> **DO THIS**
Return, exactly, the line that contains "Pin every instance of the green grass." together with all lines after it to the end of the entries, and no further lines.

> **DATA IN THIS EXERCISE**

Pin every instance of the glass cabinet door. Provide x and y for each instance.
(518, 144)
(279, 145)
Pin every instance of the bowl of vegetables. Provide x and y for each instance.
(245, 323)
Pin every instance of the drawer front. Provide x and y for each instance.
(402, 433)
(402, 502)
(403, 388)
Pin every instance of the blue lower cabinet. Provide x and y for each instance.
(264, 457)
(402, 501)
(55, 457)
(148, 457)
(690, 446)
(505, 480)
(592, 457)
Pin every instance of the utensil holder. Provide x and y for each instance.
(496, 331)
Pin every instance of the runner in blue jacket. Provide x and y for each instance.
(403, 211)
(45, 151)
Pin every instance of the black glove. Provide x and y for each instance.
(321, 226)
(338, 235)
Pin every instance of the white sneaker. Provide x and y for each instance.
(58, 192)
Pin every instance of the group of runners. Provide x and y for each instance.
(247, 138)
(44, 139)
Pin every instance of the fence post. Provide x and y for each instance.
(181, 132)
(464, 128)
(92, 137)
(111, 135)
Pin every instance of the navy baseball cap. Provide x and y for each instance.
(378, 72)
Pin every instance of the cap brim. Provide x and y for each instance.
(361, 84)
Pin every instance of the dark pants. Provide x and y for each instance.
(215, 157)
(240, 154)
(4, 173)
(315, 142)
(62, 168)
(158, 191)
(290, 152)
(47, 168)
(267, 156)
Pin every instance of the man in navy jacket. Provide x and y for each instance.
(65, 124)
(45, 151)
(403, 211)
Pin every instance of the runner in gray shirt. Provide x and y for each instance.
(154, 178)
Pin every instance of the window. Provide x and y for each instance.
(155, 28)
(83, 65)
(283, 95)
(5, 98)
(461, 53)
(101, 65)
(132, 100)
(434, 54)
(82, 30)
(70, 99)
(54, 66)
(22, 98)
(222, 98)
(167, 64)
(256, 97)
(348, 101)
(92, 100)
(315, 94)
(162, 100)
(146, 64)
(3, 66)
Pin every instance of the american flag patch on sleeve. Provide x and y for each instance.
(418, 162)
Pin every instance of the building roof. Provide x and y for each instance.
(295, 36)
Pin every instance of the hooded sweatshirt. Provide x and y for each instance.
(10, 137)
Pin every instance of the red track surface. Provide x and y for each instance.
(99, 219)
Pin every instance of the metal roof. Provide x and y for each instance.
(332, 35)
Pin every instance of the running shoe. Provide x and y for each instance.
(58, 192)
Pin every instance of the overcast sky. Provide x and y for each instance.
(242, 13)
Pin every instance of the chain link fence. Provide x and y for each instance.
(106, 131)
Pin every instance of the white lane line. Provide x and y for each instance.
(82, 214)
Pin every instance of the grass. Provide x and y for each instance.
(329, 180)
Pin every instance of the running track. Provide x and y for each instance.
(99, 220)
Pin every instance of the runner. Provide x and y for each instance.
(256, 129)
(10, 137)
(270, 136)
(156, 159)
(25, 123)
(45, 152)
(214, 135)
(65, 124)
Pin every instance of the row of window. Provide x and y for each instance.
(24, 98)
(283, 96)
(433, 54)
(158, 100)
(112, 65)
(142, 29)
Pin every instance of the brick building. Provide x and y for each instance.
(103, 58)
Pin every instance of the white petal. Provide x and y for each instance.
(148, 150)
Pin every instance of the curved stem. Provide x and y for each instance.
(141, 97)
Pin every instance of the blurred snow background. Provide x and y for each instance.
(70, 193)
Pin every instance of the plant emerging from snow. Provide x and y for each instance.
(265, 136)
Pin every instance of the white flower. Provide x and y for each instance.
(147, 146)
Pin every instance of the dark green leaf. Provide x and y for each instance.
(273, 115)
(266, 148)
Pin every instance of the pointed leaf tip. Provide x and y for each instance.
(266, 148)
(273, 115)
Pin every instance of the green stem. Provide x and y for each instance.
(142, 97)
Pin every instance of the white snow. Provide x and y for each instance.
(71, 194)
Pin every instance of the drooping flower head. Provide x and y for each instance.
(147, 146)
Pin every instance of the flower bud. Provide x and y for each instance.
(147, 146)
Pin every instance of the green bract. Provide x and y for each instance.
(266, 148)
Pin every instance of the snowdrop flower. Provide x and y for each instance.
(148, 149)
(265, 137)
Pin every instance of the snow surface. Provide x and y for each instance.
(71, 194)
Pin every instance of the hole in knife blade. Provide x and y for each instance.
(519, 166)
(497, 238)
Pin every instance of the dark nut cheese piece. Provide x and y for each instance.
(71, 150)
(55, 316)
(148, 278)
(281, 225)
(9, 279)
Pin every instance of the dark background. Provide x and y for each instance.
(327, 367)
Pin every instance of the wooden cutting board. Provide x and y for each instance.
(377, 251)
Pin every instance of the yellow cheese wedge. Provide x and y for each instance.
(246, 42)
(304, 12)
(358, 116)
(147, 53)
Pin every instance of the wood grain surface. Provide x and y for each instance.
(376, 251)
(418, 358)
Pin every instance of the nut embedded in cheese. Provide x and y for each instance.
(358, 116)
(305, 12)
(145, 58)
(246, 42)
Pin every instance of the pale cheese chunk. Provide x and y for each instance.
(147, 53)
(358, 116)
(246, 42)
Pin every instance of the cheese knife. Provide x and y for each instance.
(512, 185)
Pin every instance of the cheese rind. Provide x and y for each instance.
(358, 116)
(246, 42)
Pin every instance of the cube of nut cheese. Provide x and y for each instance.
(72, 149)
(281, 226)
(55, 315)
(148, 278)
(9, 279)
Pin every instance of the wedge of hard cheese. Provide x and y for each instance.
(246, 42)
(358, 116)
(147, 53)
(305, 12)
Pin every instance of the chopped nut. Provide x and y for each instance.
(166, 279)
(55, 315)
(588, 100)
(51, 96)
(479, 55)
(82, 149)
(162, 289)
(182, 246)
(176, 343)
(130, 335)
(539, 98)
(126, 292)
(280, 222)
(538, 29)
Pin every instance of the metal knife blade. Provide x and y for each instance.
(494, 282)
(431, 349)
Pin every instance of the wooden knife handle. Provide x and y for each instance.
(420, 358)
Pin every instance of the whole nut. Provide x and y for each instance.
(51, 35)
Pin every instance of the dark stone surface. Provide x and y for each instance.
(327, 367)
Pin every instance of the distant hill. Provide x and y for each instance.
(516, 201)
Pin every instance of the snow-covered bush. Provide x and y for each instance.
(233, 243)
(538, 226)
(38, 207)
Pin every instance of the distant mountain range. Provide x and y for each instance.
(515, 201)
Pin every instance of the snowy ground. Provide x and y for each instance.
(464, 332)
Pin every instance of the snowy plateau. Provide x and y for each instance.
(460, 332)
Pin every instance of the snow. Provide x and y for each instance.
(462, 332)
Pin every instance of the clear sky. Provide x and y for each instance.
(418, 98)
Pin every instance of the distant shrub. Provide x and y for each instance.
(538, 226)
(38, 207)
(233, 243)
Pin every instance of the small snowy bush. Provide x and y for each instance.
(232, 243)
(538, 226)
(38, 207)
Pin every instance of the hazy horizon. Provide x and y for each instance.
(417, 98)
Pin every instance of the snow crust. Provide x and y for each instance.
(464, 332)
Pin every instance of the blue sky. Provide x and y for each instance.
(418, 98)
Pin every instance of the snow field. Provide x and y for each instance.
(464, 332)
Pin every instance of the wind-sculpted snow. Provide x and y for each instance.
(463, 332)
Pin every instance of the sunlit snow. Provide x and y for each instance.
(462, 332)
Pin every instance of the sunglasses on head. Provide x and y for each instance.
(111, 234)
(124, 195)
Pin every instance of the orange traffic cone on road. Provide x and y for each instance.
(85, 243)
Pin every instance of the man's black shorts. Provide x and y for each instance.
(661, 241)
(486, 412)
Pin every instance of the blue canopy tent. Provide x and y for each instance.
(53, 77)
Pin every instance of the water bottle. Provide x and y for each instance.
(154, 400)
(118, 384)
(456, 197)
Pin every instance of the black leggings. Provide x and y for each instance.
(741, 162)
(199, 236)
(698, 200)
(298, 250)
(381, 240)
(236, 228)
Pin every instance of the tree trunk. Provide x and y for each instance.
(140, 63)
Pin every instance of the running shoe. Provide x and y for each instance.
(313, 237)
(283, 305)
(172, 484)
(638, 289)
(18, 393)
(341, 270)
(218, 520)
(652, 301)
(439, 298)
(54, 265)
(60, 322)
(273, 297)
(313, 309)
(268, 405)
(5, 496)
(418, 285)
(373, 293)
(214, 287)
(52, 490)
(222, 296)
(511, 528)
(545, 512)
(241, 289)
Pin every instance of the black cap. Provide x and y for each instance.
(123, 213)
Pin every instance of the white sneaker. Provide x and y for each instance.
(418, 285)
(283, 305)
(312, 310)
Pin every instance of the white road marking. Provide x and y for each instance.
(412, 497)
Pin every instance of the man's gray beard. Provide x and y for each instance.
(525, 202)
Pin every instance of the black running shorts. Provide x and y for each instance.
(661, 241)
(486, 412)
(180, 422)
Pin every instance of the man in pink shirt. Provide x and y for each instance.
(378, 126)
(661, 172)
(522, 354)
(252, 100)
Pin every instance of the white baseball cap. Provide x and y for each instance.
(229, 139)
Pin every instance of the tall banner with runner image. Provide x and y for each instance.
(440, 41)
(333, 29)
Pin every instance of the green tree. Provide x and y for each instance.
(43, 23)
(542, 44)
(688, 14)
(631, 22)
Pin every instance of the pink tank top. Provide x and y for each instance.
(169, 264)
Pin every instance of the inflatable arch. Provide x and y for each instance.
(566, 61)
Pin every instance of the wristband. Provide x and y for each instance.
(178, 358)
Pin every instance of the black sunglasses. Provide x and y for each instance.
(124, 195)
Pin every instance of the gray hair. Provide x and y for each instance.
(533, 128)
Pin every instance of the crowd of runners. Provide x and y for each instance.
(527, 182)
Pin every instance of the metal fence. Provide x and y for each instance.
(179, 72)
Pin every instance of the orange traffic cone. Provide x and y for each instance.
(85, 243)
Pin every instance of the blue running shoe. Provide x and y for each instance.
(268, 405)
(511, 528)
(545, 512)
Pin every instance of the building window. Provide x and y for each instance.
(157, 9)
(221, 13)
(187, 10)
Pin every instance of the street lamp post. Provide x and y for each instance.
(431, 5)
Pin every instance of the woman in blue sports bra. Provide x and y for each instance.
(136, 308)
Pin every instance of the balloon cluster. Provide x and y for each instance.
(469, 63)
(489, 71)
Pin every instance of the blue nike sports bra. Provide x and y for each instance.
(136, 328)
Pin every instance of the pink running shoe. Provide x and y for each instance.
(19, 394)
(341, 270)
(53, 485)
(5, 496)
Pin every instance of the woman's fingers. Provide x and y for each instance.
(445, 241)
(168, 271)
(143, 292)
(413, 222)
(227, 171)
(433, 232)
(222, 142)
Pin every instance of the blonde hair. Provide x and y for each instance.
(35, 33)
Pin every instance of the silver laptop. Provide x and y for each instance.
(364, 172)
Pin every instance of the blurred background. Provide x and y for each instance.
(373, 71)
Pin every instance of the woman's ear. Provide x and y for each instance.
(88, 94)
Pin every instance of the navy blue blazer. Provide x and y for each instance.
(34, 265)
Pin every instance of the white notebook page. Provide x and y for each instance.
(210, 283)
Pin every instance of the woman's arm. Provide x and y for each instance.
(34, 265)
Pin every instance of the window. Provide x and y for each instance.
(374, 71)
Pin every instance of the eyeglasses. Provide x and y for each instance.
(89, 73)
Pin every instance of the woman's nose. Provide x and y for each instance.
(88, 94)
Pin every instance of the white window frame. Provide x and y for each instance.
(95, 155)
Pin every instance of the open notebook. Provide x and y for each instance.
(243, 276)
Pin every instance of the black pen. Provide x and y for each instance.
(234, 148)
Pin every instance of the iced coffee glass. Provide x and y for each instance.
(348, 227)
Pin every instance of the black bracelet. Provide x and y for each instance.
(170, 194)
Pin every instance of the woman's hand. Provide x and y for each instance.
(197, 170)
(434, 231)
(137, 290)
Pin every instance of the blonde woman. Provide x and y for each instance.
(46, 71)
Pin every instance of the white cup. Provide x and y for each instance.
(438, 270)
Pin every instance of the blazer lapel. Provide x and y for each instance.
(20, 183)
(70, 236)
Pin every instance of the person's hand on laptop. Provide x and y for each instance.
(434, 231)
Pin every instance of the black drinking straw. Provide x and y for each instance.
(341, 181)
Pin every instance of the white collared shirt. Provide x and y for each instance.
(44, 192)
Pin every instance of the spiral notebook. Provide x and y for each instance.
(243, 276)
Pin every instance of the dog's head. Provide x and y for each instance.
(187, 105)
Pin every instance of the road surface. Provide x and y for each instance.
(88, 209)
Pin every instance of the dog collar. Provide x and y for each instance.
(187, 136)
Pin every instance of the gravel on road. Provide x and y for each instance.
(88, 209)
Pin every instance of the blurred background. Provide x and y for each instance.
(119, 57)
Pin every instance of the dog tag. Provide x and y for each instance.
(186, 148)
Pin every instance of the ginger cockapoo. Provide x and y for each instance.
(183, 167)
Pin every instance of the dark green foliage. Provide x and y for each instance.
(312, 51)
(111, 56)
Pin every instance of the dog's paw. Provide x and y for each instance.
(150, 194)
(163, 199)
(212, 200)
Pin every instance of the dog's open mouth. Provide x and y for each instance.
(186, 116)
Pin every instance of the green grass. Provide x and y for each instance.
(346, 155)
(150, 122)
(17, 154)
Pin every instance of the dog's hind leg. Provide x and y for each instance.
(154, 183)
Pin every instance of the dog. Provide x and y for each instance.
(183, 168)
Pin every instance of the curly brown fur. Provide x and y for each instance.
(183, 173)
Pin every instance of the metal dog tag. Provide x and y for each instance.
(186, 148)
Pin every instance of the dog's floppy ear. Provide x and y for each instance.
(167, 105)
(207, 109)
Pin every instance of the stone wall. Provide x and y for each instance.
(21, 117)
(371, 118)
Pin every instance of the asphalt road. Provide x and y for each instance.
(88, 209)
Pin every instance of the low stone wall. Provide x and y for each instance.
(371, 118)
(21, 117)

> **EXERCISE SOLUTION**
Pin every instance of the green grass. Provide x and y for each instance.
(346, 155)
(150, 122)
(17, 154)
Pin every instance of the dog's hind leg. Provide x and y for each instance.
(154, 183)
Pin every instance of the dog. Provide x and y for each instance.
(183, 168)
Pin every instance of the curly brown fur. Provide x and y for each instance.
(183, 173)
Pin every instance of the metal dog tag. Provide x and y for each instance.
(186, 148)
Pin every instance of the dog's floppy ear. Provide x and y for each instance.
(167, 105)
(207, 109)
Pin every instance of the stone wall. Provide x and y for each instance.
(21, 117)
(371, 118)
Pin every instance of the asphalt road. Provide x and y for each instance.
(88, 209)
Pin every instance of the low stone wall. Provide x and y for each instance.
(371, 118)
(21, 117)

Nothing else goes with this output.